Перечисленные десять стратегий адаптации не следует смешивать с социальными функциями науки, поскольку любую такую функцию правомерно рассматривать как элемент приспособительного механизма. Едва ли могут возникнуть сомнения в том, что залогом адаптационной эффективности науки является не только гармоничное, сбалансированное развитие всех ее функций, но и обязательное применение, совершенствование, сочетание разнообразных адаптационных стратегий.

Вот почему мировоззренческой и методологической ошибкой нам представляется так называемый «воинствующий атеизм», пока еще весьма распространенный в нашей стране. Одностороннее, совершенно антиисторическое противопоставление науки и христианской культуры (или любой другой формы религиозного мировоззрения) приводит к исключению огромного количества мыслящих людей из единого мыслительного пространства, из Диалога, раскалывает общество на пустом месте. Безусловно, такая ситуация выгодна тем, кто хо- тел бы дезориентировать общество в отношении реальных угроз его существования. К тому же, роль любых социальных институтов, включая государство, церковь, науку, школу, семью, исторически изменяется.

Заметим, что, хотя тезис о цивилизационном (культурогенном) значении науки получил развитие в трудах ведущих зарубежных и отечественных философов, тем не менее, исследование конкретных адаптивно-приспособительных механизмов, посредством которых наука превращается в решающий фактор нашего бытия, до сих пор существенно отстает от объективно происходящей трансформации этих механизмов, от их исторической эволюции.

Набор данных
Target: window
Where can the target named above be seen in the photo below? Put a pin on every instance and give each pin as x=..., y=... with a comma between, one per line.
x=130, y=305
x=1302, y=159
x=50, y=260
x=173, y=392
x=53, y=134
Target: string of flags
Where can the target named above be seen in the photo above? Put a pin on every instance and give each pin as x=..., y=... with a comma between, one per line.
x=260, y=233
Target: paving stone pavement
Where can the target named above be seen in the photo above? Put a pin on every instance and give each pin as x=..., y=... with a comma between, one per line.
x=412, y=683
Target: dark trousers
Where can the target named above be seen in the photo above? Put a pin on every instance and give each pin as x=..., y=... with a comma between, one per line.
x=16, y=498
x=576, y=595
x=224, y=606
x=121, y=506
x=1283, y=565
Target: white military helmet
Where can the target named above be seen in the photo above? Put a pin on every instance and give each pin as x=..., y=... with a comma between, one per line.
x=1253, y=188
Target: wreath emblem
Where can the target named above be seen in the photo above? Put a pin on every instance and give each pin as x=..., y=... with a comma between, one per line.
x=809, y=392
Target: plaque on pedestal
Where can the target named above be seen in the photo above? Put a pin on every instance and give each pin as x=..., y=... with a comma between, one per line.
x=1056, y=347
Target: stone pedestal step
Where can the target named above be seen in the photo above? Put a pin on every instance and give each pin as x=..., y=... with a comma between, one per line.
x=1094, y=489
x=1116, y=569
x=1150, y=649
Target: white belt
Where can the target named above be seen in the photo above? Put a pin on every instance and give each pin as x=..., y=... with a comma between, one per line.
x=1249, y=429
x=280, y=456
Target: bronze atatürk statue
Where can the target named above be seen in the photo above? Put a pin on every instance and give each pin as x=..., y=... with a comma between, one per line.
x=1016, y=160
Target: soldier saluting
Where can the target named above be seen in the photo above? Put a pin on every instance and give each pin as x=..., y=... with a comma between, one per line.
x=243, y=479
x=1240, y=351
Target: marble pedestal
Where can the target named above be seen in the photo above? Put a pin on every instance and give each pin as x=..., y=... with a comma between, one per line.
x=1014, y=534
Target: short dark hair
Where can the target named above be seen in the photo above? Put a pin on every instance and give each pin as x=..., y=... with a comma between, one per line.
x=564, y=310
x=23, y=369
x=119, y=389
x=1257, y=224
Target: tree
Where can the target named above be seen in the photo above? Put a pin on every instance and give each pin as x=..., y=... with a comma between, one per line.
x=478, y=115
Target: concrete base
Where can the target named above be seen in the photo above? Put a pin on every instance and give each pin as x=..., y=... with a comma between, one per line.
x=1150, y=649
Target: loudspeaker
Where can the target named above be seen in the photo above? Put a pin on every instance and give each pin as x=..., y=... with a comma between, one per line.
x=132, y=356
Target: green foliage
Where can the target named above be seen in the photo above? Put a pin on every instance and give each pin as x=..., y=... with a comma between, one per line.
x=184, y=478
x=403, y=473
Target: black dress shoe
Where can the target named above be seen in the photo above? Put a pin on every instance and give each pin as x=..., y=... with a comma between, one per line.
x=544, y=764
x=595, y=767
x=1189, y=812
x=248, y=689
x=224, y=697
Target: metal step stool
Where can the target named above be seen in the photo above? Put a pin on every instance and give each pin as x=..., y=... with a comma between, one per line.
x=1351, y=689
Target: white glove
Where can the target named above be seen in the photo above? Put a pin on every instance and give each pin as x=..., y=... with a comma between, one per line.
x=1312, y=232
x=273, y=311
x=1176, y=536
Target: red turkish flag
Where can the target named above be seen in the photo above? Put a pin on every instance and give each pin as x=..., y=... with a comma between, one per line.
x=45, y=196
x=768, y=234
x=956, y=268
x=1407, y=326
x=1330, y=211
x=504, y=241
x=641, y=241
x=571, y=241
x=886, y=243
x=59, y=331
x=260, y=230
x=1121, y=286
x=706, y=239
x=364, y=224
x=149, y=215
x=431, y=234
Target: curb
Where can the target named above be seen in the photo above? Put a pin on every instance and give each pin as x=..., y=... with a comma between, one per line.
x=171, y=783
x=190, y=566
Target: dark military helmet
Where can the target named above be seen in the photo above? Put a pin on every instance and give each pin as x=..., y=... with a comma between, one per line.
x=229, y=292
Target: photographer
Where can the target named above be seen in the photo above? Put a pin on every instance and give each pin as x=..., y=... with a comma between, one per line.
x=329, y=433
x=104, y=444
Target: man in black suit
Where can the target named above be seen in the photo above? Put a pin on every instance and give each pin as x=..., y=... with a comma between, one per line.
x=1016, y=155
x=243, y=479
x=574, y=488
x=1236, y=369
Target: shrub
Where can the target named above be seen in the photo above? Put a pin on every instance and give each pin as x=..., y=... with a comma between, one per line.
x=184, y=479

Цель задания
Дословно воспроизведите полностью текст об адаптационных стратегиях науки.

Выполненное задание
Перечисленные десять стратегий адаптации не следует смешивать с социальными функциями науки, поскольку любую такую функцию правомерно рассматривать как элемент приспособительного механизма. Едва ли могут возникнуть сомнения в том, что залогом адаптационной эффективности науки является не только гармоничное, сбалансированное развитие всех ее функций, но и обязательное применение, совершенствование, сочетание разнообразных адаптационных стратегий.

Вот почему мировоззренческой и методологической ошибкой нам представляется так называемый «воинствующий атеизм», пока еще весьма распространенный в нашей стране. Одностороннее, совершенно антиисторическое противопоставление науки и христианской культуры (или любой другой формы религиозного мировоззрения) приводит к исключению огромного количества мыслящих людей из единого мыслительного пространства, из Диалога, раскалывает общество на пустом месте. Безусловно, такая ситуация выгодна тем, кто хо- тел бы дезориентировать общество в отношении реальных угроз его существования. К тому же, роль любых социальных институтов, включая государство, церковь, науку, школу, семью, исторически изменяется.

Заметим, что, хотя тезис о цивилизационном (культурогенном) значении науки получил развитие в трудах ведущих зарубежных и отечественных философов, тем не менее, исследование конкретных адаптивно-приспособительных механизмов, посредством которых наука превращается в решающий фактор нашего бытия, до сих пор существенно отстает от объективно происходящей трансформации этих механизмов, от их исторической эволюции.